___ DOCUMENT PASSAGE
To Americans baksheesh is a graft, a bribe, and we’re galled by the audacity and corruption but in Egypt it’s de rigueur–part of the economic structure–so why fight it? 

“Did you enjoy your trip? How was Egypt?”

 “We loved it! It’s a great place to visit. Inshallah.

Dramatis Personae


I stepped out of the cool, dimly lit mosque of Muhammed Ali into the heavy sun soaking the terrace above the dusty buildings of Cairo. Coated in a dull shade of ochre and dirt that had thickened through the rainless years, each structure blended into its neighbor in the layers of smog that obscured our view of Giza to the south. We were at the silver-domed Citadel, or Salah al-Din Al-AYoubi, where the medieval nemesis of Richard the Lionheart had built a fortress to protect Cairo from the crusaders.

We’d taken our shoes off to enter, passing trios of visitors sitting cross-legged on the red carpet and propped against the support columns as they listened to droning guides, and exited the other side onto the terrace where the light blinded me. At the stone railing, with the dusty mudbrick city as a muted backdrop, stood a full-bearded blond European in brilliant white linen--from skull cap to kaftan. This Viking stood with his arms stretched to the sky and his face tipped upward as he swayed in the breeze that fluttered his garment. A second man sat observing while a third, wearing a shoulder-mounted camera, filmed the scene.

He was a Belgian rapper making a music video and, in my opinion, doing a smashing job.  


Andrew and I came to Egypt at the end of COVID, convincing Mom and Dad to join us, and while I snapped a lot of pictures of pyramids and obelisks, it was the people that I took home as my treasured souvenirs. There was Cathy Jones, the manic United Airlines ticket agent, with her gravely voice and thin, straight hair that blocked her face so that she peaked out at the world from between two blond and frayed curtains. She shook like an emaciated Led Zepplin groupie dying for a cigarette as we convinced her to move us to a better connecting flight.
______
___ DATA EXTRACTS
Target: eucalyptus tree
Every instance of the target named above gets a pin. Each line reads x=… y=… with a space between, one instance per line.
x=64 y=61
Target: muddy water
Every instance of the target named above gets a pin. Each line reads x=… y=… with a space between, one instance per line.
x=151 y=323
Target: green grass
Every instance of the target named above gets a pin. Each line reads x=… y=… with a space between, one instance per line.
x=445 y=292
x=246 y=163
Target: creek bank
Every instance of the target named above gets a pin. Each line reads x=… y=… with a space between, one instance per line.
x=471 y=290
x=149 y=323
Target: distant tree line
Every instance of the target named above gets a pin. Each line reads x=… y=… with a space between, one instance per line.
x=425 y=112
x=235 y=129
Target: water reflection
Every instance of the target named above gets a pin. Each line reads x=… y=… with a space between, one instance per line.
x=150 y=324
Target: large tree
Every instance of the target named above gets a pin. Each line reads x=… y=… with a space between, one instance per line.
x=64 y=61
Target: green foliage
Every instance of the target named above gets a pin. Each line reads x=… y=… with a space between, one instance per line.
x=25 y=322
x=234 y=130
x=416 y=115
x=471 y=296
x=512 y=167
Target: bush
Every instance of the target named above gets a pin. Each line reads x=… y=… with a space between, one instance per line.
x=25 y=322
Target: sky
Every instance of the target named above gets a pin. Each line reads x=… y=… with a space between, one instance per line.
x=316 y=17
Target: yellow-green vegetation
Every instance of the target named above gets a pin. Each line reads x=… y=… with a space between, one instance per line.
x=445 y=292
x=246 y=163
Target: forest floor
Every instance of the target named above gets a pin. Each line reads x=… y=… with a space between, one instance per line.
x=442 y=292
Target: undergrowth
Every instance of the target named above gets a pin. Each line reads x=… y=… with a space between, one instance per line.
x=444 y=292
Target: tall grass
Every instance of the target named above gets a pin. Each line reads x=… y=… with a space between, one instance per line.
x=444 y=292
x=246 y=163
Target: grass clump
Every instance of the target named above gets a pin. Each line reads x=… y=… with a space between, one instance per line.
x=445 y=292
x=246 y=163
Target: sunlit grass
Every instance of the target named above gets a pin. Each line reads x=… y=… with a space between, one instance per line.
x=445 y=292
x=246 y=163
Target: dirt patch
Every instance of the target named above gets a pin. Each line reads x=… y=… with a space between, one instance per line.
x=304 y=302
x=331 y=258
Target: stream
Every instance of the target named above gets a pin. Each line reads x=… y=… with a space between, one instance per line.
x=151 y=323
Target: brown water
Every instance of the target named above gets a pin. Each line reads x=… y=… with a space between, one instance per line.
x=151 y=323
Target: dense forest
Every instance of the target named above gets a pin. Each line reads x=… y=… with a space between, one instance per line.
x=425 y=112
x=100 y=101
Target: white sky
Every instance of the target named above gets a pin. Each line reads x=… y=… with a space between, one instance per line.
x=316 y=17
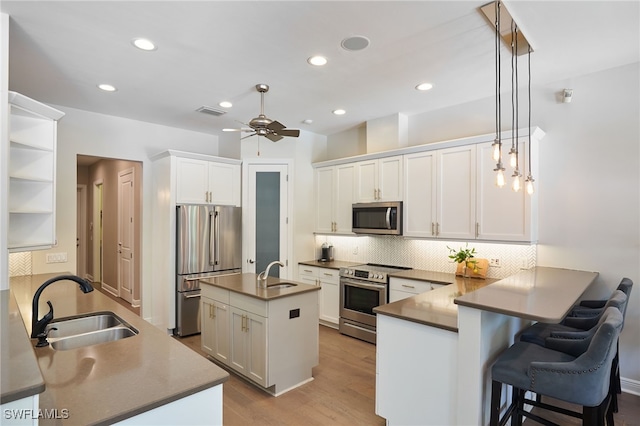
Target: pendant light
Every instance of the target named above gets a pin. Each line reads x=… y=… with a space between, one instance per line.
x=497 y=144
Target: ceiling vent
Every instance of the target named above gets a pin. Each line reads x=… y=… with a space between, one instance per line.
x=211 y=111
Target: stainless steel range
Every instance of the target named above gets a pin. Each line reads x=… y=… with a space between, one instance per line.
x=362 y=288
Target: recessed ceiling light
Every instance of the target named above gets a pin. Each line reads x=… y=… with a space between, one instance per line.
x=317 y=60
x=355 y=43
x=424 y=86
x=144 y=44
x=107 y=87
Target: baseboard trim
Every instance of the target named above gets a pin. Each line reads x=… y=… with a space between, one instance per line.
x=630 y=386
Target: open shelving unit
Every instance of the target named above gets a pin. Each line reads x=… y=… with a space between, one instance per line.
x=32 y=174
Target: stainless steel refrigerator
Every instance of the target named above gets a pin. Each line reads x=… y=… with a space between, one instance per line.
x=209 y=243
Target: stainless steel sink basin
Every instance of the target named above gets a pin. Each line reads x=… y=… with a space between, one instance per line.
x=89 y=329
x=92 y=338
x=281 y=286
______
WHAT YOU NEED TO DO –
A: In the Egypt travel essay, what was the Belgian rapper on the Citadel terrace doing?
B: Pick up the Egypt travel essay after its last sentence and keep writing it.

ANSWER SET –
A: He was making a music video.

B:
There was the scatty British expat with prep-school English that we met in Luxor. He’d lived his life working for the British government in Romania and was either too arrogant to be bothered with being polite or (as I gave him the benefit of the doubt) too absent-minded to notice his rudeness. At least he looked old enough to pass for absent-minded, with his thinning gray hair and comfortable paunch. Dressed in business casual with rolled back sleeves and carrying an old laptop and books, he dithered about where to sit in the reading room of the Winter Palace Hotel, trying to claim every available spot, until he finally dropped his laptop and knocked the battery out with a clatter. He hadn’t a clue as to what he’d done or how to fix it until Dad, extending remarkable courtesy and forbearance, picked things up and replaced the battery with a smile, saying , “That should do the trick, looks like there wasn’t any damage!”

This apparently meant that our new friend was honor-bound to remain with Dad for life because he was then held hostage, forced to listen to a stream of opinions on everything from the weather to the Empire to America. Lord Expat was not a fan of the Colonies, though he’d never visited.

Then there was Maurice. 


Andrew and I had decided to take a sunrise hot air balloon ride over the sites of Luxor and were sitting in a boat, being ferried across the Nile to the launch site on the west bank. Across from us were two men, both black and each carrying a box of pastries and a cup of coffee from the hotel. One was completely enormous, with so much muscle and meat that his biceps and quadriceps threatened to erupt from his white v-neck t-shirt and linen pants. He topped it off with a jaunty fedora and the whole effect was so dapper–he looked terrific. His companion wore the traditional djellaba and skullcap in white and was about half the size of the other guy–that is to say, normal size.

I would have bet my life they were American. “Hi!” I said, “Where are you from?”

Big Guy looked up from his phone and said, “San Francisco.”

“Oh! What do you do there?”

He glanced at his friend and said, “I’m in broadcasting.”

I tucked that away, thinking, Hmmm–that’s vague enough to be suspicious.

“Where are you from?”

Interesting tangent: Dad is nervous enough about international travel that he swears it’s unsafe to openly admit being an American—better to let them think you’re a Canadian or something—and when people abroad ask the inevitable question, “Where you from?” He always says, “Alaska.”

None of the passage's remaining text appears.